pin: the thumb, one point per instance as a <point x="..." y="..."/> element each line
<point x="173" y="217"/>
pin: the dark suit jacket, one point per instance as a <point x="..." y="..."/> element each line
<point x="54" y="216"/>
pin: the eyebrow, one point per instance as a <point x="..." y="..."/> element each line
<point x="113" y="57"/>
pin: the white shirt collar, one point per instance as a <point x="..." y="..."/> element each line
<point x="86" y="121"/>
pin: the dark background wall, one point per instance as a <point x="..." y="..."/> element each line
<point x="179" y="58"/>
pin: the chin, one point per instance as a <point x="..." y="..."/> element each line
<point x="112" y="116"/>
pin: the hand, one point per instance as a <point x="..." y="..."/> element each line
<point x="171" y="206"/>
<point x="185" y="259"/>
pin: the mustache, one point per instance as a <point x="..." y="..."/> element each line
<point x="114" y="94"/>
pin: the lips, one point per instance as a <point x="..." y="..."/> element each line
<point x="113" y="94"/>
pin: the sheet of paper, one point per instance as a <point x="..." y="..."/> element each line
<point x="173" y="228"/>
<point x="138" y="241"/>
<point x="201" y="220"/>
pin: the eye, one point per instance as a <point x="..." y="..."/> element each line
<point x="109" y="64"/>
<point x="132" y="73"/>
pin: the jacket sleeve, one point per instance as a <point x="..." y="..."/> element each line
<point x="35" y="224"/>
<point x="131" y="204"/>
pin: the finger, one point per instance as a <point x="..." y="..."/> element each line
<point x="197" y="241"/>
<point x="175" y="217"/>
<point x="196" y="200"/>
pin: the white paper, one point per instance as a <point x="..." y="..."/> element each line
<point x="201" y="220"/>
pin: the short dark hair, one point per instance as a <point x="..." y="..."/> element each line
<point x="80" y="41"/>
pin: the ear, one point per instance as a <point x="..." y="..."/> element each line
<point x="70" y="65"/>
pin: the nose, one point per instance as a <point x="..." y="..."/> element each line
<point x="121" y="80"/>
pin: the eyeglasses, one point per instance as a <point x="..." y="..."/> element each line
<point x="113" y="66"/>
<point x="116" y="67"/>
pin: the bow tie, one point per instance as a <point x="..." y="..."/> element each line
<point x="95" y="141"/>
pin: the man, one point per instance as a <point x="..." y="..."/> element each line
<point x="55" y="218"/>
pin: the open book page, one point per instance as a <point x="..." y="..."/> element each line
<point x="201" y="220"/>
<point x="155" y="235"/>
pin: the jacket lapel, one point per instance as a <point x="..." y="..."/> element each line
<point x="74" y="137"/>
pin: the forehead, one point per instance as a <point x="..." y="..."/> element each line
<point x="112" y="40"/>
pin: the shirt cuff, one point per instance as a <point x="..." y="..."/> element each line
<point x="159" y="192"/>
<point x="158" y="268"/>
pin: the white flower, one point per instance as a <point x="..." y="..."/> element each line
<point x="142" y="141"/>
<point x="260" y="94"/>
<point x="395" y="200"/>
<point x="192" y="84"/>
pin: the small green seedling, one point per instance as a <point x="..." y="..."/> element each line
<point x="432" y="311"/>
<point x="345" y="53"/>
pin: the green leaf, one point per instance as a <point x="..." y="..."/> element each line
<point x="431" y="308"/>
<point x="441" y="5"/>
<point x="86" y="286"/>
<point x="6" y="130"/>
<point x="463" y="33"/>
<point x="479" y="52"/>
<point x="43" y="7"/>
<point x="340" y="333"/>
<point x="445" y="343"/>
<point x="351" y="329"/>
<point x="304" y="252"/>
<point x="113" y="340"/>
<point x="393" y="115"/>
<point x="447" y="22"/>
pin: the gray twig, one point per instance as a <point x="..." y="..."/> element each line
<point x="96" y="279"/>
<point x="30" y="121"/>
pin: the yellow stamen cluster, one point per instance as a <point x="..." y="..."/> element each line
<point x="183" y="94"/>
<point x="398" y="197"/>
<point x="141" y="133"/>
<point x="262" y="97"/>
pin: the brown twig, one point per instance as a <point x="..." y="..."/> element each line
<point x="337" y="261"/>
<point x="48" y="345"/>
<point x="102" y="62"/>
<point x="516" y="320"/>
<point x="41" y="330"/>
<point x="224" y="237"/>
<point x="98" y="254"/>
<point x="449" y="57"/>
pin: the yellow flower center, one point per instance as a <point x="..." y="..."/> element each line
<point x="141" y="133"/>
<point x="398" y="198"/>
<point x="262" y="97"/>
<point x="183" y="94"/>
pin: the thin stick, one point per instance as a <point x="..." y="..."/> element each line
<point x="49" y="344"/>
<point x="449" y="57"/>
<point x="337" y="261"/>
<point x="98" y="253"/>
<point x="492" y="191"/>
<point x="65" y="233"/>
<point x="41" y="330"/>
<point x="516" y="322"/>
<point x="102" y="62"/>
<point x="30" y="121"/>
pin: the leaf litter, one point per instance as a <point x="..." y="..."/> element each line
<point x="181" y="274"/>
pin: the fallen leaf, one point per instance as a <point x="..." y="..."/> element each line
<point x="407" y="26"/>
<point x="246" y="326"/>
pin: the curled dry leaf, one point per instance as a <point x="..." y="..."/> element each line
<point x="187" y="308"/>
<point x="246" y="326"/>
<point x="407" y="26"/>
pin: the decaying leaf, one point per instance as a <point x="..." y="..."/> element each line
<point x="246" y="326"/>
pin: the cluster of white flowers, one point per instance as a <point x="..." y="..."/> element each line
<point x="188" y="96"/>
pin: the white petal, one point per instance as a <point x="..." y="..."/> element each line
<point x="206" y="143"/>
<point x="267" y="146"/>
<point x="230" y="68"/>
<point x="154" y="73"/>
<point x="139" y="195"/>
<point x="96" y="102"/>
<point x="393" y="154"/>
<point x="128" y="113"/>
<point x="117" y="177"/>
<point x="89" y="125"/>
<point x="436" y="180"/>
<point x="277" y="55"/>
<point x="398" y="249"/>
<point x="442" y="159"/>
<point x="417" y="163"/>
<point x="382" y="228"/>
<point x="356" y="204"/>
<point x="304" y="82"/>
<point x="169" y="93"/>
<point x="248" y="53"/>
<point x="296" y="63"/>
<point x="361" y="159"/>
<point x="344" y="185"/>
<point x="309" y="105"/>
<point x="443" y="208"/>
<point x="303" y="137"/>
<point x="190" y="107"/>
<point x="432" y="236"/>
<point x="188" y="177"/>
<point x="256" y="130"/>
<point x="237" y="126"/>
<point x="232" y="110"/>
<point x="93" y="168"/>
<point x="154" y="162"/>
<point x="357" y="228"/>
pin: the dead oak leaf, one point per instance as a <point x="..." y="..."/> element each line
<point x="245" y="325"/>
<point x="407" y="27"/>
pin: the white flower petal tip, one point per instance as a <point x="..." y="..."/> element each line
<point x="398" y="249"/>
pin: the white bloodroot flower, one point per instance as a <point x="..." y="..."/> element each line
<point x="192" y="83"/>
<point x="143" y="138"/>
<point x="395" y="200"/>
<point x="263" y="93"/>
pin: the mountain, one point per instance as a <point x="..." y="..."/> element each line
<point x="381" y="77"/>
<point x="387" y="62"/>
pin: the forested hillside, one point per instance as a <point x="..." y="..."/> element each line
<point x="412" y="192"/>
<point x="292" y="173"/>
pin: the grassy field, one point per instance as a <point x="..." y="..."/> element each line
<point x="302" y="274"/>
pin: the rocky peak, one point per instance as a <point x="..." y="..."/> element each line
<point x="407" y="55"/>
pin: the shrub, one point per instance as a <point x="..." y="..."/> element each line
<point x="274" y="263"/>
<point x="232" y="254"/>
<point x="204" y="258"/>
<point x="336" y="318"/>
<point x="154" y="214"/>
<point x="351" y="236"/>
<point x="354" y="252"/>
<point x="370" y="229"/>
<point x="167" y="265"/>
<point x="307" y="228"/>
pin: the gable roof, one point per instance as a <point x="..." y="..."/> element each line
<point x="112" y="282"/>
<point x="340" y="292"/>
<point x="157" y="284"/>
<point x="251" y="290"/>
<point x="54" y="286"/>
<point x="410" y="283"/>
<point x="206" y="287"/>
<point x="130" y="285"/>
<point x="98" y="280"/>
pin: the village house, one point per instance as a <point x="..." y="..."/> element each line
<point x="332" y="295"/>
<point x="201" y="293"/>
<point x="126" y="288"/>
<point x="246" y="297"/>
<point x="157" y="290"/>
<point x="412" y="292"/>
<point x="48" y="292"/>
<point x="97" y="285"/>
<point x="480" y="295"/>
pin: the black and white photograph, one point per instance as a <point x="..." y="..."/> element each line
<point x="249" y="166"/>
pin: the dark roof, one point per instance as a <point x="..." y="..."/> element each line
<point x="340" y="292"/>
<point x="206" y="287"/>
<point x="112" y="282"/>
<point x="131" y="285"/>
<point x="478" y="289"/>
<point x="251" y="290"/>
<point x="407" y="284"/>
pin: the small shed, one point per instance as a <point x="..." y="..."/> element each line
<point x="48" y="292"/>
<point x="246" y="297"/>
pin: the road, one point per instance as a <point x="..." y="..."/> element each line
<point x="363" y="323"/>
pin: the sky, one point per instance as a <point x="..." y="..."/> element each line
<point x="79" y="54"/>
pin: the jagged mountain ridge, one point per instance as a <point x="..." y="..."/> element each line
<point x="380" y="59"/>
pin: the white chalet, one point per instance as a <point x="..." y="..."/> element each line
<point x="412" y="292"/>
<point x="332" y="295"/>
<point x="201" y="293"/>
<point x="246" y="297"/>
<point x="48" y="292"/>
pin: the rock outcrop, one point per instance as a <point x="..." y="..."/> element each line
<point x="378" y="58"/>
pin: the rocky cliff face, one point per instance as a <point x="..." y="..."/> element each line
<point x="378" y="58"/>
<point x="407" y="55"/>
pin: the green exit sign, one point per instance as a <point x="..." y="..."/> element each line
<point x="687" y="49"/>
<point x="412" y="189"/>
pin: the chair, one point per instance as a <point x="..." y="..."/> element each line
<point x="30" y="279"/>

# # # # #

> **DESCRIPTION OF THE TASK**
Set down exactly the lines above, from the one containing "pin: the green exit" to the final line of the material, with both ends kept and no other lines.

> **COMPLETED EXERCISE**
pin: the green exit sign, one point per instance as a <point x="..." y="..."/> element each line
<point x="687" y="49"/>
<point x="412" y="189"/>
pin: the chair, one point per instance as a <point x="..." y="..."/> element each line
<point x="30" y="279"/>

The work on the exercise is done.